**** INFORMATION SHOWN
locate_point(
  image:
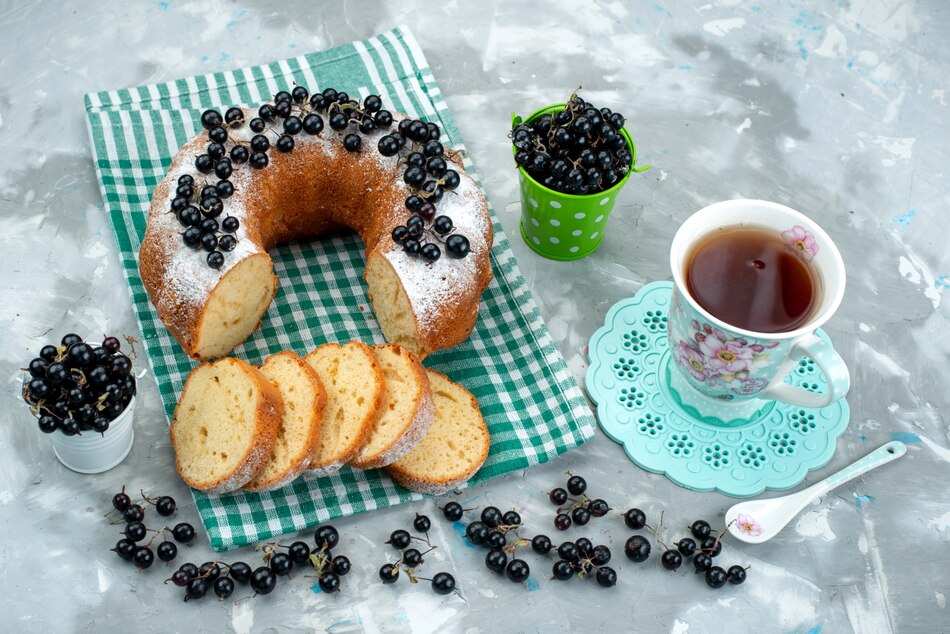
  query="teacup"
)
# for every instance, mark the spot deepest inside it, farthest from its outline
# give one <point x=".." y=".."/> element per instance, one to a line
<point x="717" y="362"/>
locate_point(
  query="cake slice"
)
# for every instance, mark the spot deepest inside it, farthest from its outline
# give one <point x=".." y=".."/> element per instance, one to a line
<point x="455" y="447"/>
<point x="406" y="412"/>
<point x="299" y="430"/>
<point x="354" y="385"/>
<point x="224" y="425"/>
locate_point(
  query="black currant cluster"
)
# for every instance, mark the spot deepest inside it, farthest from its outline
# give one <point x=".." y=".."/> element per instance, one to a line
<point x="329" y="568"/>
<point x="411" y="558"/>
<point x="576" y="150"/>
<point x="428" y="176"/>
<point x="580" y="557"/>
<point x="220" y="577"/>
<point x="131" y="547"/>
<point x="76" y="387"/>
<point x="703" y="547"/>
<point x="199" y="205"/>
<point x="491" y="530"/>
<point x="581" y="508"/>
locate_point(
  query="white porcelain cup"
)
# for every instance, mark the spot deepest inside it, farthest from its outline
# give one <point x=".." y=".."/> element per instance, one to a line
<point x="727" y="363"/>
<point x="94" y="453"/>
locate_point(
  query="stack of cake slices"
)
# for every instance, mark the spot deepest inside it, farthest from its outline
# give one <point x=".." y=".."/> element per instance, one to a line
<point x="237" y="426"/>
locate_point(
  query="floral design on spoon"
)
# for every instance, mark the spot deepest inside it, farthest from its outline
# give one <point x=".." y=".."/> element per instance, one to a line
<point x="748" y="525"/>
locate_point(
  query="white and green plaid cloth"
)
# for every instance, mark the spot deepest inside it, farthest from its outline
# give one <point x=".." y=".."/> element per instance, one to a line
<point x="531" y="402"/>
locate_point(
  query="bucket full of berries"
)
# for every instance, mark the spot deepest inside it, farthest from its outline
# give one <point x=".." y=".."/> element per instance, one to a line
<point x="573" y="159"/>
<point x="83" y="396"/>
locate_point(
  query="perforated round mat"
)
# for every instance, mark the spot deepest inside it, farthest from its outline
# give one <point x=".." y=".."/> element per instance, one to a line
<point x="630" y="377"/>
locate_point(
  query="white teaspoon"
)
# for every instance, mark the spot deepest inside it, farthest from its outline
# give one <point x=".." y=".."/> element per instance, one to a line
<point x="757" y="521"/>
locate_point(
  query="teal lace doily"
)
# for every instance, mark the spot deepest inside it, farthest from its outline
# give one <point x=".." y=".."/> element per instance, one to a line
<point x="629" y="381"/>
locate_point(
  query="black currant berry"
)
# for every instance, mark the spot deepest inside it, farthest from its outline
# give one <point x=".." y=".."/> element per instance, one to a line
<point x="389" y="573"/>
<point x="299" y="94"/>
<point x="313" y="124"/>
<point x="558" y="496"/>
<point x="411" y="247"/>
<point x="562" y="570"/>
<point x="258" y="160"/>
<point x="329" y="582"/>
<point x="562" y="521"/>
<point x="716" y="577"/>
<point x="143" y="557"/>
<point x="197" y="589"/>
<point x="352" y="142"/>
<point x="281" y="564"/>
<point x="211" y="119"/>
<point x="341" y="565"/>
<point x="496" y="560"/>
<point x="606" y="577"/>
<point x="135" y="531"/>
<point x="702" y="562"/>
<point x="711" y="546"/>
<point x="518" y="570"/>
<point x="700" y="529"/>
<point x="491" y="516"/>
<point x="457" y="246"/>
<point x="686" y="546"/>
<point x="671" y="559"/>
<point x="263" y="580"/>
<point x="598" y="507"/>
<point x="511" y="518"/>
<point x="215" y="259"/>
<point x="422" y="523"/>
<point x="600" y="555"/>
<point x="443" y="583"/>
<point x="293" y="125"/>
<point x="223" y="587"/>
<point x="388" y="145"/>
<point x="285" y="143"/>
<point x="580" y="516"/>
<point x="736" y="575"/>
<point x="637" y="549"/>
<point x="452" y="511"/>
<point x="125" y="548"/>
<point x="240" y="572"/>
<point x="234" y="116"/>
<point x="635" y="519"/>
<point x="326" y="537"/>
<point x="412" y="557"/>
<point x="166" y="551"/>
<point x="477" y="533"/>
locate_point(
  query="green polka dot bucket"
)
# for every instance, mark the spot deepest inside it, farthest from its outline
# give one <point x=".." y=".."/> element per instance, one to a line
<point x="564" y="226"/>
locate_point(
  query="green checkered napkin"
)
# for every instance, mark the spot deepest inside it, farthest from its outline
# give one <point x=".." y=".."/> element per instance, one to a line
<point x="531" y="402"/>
********
§ **THE TASK**: From the entries above, extract each line containing "green".

§ **TASK RESULT**:
  query="white and green plaid cloth"
  query="green polka dot bucket"
  query="green checkered napkin"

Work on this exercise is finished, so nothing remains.